INPUT DATA
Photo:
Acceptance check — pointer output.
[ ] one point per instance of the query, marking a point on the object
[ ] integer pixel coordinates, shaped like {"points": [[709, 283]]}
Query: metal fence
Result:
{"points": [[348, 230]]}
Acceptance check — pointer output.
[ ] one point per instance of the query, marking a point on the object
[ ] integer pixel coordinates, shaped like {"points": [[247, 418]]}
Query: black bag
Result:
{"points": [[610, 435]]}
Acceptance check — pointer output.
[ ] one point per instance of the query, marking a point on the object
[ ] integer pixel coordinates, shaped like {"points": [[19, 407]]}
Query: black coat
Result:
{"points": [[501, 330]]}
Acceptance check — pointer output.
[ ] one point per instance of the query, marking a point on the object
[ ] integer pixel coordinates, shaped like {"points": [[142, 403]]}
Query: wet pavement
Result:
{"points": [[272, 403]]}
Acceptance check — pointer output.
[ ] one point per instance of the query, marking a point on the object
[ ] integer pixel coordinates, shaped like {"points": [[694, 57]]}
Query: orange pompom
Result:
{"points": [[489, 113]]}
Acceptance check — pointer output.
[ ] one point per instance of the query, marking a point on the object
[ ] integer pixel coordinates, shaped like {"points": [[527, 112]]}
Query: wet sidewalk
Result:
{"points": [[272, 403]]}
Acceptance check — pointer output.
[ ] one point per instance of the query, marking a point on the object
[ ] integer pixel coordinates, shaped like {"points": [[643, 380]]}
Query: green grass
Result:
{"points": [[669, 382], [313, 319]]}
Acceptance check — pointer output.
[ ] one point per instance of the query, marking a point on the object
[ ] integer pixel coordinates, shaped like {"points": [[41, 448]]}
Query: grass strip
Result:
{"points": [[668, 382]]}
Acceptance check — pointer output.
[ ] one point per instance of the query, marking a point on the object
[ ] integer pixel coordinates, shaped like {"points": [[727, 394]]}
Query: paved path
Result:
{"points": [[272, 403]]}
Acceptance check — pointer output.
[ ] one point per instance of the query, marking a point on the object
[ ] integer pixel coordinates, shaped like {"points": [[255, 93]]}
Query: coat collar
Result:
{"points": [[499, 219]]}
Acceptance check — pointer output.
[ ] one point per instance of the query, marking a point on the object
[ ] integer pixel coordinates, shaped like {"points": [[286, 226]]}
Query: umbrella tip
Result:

WORK INSTRUCTION
All of the entries above should be written out verbatim.

ANSWER SPACE
Photo:
Acceptance check — pointer output.
[ ] one point per instance of the query, marking a point on the object
[ ] integer pixel coordinates, shaped like {"points": [[709, 283]]}
Query: metal fence
Result:
{"points": [[348, 230]]}
Acceptance check — pointer output.
[ ] one point per instance of the query, marking a point on the object
[ ] integer pixel coordinates, shaped like {"points": [[247, 418]]}
Query: black bag
Result:
{"points": [[610, 435]]}
Acceptance check — pointer output.
[ ] one point per instance of the query, marking a point on the object
[ ] integer pixel coordinates, shaped like {"points": [[19, 407]]}
Query: black coat
Result:
{"points": [[501, 330]]}
Acceptance check — pointer output.
[ ] one point per instance of the query, marking a point on the object
[ ] integer pixel coordinates, shaped like {"points": [[142, 403]]}
Query: wet pavement
Result:
{"points": [[272, 403]]}
Acceptance check — pointer output.
[ ] one point per instance of the query, marking a point on the object
[ ] integer pixel coordinates, shaped like {"points": [[694, 57]]}
Query: orange pompom
Result:
{"points": [[489, 113]]}
Acceptance check — pointer output.
[ ] one point per instance of the query, marking a point on the object
[ ] integer pixel coordinates, shaped like {"points": [[527, 112]]}
Query: wet sidewalk
Result:
{"points": [[272, 403]]}
Acceptance check — pointer output.
[ ] one point per instance of the query, marking a point on the object
[ ] integer pixel coordinates, shaped like {"points": [[643, 380]]}
Query: green grass
Result:
{"points": [[669, 382], [313, 319]]}
Acceptance check — pointer output.
[ ] one point per instance of the query, marking a point on the object
[ ] integer pixel coordinates, shaped like {"points": [[41, 448]]}
Query: grass strip
Result:
{"points": [[668, 382]]}
Acceptance check — pointer output.
[ ] one point per instance of the query, marking a point on the object
[ ] integer pixel coordinates, shaped like {"points": [[727, 394]]}
Query: paved path
Result:
{"points": [[272, 403]]}
Acceptance check — pointer output.
[ ] one point per instance of the query, marking a point on the object
[ ] integer pixel coordinates, shaped like {"points": [[255, 93]]}
Query: coat collar
Result:
{"points": [[499, 219]]}
Acceptance check — pointer output.
[ ] one point per instance of the query, marking a point on the object
[ ] integer pixel coordinates, shaped like {"points": [[286, 226]]}
Query: umbrella tip
Result:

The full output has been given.